*** GIVEN TEXT ***
United States military unit

Marine Air Control Group 38 (MACG-38) is a United States Marine Corps aviation command and control unit based at Marine Corps Air Station Miramar that is currently composed of four squadrons and one battalion that provide the 3rd Marine Aircraft Wing's tactical headquarters, positive and procedural control to aircraft, and air defense support for the I Marine Expeditionary Force.

==Mission==

Provide a task-organized Marine Air Command and Control System (MACCS) in order to enable the six functions of Marine Aviation in support of the MAGTF's Aviation Combat Element.
*** End of GIVEN TEXT ***
*** AVAILABLE DATA ***
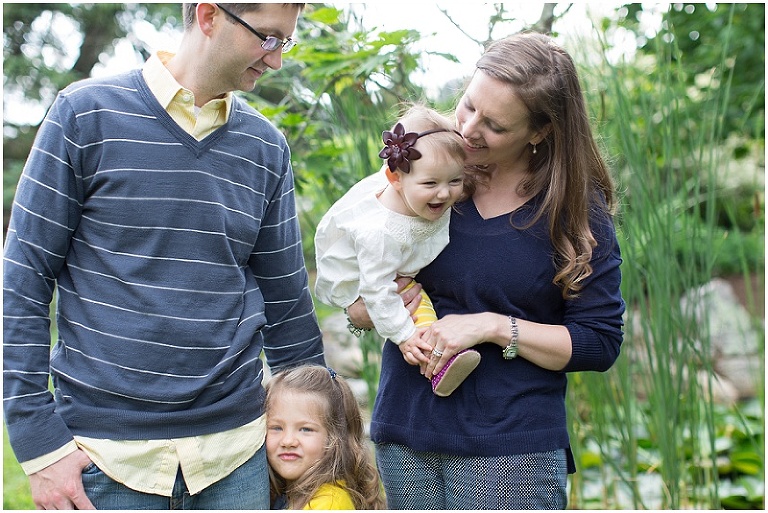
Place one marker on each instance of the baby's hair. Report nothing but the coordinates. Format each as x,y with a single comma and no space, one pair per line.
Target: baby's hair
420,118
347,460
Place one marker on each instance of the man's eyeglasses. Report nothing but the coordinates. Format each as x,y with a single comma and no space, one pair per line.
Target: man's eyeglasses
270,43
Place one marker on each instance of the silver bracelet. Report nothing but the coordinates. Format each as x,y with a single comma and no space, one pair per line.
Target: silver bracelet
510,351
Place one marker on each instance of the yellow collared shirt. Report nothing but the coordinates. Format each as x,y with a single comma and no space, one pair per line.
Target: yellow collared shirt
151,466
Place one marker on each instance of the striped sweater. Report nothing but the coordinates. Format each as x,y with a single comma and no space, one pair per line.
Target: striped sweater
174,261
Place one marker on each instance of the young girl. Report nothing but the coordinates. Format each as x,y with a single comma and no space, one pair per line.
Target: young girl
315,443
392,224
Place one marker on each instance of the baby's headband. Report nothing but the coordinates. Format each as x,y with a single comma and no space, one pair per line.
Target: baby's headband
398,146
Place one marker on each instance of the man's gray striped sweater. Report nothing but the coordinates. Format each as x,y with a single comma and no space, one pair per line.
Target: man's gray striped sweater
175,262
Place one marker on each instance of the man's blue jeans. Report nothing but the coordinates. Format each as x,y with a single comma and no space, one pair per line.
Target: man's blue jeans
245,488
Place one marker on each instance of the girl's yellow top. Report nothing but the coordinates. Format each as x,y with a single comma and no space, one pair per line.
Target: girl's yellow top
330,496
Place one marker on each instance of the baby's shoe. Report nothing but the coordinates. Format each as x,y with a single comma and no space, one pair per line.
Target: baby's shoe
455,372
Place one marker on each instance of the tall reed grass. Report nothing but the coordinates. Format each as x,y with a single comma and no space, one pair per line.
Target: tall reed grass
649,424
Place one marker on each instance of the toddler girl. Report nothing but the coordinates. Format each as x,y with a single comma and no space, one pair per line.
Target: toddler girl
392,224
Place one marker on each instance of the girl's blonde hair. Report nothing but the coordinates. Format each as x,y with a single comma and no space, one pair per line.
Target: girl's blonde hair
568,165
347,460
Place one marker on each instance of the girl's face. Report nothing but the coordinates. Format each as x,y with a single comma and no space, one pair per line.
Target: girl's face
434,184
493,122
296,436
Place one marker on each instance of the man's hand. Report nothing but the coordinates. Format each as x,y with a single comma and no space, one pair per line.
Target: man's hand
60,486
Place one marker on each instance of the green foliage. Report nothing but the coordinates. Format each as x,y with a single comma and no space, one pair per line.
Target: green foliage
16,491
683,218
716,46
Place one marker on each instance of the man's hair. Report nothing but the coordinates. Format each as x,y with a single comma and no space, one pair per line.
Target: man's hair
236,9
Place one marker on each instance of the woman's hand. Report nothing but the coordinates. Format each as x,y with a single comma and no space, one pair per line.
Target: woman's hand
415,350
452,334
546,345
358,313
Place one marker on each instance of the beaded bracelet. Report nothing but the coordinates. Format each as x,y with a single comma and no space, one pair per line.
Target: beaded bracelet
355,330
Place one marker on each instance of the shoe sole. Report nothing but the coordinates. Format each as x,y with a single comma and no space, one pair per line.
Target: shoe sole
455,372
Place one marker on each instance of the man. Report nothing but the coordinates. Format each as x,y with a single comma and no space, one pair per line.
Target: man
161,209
*** End of AVAILABLE DATA ***
*** AVAILABLE DATA ***
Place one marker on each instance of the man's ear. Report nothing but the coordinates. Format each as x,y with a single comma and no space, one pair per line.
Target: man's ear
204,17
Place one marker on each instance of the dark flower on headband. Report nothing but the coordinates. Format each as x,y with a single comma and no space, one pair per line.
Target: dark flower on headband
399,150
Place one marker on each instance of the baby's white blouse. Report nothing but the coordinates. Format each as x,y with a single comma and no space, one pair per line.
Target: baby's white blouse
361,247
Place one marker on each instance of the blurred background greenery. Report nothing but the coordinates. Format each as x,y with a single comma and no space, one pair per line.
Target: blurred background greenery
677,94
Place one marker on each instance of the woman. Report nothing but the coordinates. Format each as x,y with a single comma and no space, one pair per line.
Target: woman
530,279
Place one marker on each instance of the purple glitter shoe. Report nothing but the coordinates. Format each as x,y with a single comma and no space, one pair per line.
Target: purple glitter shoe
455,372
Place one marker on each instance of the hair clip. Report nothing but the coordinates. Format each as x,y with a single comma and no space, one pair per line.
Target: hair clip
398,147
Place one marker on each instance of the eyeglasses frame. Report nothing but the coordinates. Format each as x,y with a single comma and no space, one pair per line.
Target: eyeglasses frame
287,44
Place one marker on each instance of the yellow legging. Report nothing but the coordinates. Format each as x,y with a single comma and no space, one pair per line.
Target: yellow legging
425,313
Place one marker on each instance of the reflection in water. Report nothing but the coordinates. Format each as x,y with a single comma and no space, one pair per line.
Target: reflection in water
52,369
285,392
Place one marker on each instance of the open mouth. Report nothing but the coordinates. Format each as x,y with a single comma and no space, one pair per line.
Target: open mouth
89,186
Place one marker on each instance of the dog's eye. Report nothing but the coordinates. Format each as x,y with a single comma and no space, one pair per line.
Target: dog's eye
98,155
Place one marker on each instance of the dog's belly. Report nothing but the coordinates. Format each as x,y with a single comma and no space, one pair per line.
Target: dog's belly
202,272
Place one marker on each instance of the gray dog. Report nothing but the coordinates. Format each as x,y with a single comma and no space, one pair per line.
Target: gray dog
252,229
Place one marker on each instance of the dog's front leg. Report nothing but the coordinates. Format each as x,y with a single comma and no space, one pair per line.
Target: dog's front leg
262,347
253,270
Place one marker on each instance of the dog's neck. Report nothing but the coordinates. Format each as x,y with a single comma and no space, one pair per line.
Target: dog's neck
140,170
*** End of AVAILABLE DATA ***
QUESTIONS ON THE MATERIAL
**A.** According to the text about Marine Air Control Group 38, at which air station is the unit based?
**B.** Quote the text about Marine Air Control Group 38 from "Provide a task-organized" to "Aviation Combat Element.".
The two blocks of rows are separate material and have no connection to the text about Marine Air Control Group 38.

ANSWERS FOR EACH ITEM
**A.** Marine Corps Air Station Miramar

**B.**
Provide a task-organized Marine Air Command and Control System (MACCS) in order to enable the six functions of Marine Aviation in support of the MAGTF's Aviation Combat Element.